[Point-per-instance localization data]
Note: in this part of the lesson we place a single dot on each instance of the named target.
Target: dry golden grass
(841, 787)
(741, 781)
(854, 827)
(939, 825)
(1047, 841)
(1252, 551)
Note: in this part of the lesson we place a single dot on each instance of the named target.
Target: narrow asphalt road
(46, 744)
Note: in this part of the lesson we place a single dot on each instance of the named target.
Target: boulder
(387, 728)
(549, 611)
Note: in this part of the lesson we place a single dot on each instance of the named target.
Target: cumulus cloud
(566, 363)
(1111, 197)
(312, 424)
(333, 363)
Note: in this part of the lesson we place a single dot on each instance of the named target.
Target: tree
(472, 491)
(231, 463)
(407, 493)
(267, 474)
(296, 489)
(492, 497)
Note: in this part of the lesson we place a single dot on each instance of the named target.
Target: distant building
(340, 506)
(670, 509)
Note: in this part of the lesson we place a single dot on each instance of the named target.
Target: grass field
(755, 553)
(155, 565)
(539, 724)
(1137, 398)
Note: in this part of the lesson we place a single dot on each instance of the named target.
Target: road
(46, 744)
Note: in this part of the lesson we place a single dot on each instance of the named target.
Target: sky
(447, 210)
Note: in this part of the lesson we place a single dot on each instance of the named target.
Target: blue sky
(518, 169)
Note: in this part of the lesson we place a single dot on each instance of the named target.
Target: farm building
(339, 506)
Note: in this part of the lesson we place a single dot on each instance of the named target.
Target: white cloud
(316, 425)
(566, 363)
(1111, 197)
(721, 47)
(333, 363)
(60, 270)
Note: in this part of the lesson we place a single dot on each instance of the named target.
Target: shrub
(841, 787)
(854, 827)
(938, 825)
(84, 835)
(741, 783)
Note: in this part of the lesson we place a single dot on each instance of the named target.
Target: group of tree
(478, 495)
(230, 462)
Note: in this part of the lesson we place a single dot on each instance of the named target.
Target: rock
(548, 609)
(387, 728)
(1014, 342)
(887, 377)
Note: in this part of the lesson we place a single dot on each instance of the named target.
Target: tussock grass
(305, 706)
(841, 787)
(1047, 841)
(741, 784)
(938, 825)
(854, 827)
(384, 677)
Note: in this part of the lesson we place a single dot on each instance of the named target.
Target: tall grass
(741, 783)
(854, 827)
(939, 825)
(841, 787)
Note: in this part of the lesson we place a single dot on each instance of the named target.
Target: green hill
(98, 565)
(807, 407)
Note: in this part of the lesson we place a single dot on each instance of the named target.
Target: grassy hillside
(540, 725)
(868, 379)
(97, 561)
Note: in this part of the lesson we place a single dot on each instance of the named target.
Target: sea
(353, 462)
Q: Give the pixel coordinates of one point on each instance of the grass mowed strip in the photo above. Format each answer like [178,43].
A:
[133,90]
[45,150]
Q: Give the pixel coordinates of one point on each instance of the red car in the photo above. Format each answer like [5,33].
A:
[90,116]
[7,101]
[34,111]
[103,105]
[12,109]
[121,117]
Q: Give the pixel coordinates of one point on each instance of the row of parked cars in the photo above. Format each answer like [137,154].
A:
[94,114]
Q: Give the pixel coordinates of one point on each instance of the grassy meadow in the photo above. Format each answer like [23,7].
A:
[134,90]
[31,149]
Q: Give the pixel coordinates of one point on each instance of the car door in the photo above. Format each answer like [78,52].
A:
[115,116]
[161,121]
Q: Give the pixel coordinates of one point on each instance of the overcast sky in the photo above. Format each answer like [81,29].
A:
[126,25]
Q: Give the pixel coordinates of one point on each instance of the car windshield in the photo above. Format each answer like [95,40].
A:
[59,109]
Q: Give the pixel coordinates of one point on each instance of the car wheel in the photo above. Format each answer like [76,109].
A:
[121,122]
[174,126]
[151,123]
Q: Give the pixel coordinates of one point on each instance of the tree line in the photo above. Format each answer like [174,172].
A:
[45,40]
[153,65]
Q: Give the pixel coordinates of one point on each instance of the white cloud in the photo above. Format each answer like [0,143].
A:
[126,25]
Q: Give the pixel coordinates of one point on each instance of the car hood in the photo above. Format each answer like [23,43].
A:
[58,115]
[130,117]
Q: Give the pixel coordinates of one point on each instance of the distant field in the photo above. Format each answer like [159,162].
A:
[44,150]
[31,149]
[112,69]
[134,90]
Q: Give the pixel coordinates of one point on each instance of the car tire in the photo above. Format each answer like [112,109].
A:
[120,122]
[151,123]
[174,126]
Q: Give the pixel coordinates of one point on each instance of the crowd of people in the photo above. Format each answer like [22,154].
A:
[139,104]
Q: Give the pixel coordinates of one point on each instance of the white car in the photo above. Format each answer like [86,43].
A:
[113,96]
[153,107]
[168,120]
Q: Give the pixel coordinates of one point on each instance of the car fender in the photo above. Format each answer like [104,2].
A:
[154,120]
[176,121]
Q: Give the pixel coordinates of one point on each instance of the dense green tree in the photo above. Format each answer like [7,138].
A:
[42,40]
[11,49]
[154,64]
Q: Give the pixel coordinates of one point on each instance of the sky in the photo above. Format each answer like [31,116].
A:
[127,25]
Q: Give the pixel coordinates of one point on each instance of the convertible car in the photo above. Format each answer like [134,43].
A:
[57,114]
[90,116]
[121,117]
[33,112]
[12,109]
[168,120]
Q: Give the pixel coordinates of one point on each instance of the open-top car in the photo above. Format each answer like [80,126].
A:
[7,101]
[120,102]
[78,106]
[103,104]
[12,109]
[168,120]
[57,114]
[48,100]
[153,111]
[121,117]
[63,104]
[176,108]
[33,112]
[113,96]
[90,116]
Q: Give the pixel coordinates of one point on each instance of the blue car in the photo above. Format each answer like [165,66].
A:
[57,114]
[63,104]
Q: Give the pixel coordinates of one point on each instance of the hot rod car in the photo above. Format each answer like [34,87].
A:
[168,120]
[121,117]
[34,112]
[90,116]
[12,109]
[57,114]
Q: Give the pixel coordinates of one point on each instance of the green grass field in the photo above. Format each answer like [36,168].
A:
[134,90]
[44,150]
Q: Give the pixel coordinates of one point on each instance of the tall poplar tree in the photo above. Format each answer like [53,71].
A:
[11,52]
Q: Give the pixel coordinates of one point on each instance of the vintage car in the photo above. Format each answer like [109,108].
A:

About this exercise - Please give back, exactly as it stands above, the stretch from the line with "answer like [7,138]." through the line with "answer like [80,126].", and no line outside it.

Written solution -
Q: Give the pixel coordinates of one point on each instance of the dense green tree in the photo above. Format each answer like [7,138].
A:
[42,40]
[11,49]
[154,64]
Q: Give the pixel coordinates of one point on each instance of the sky in the photo above. Format each answer like [31,116].
A:
[127,25]
Q: Give the pixel coordinates of one point on each instance of the convertible car in the photo above. Format each answer like [134,43].
A:
[57,114]
[90,116]
[121,117]
[33,112]
[12,109]
[168,120]
Q: Give the pixel coordinates of one point on each instance of the open-top car in the photo above. Format each answer like [80,126].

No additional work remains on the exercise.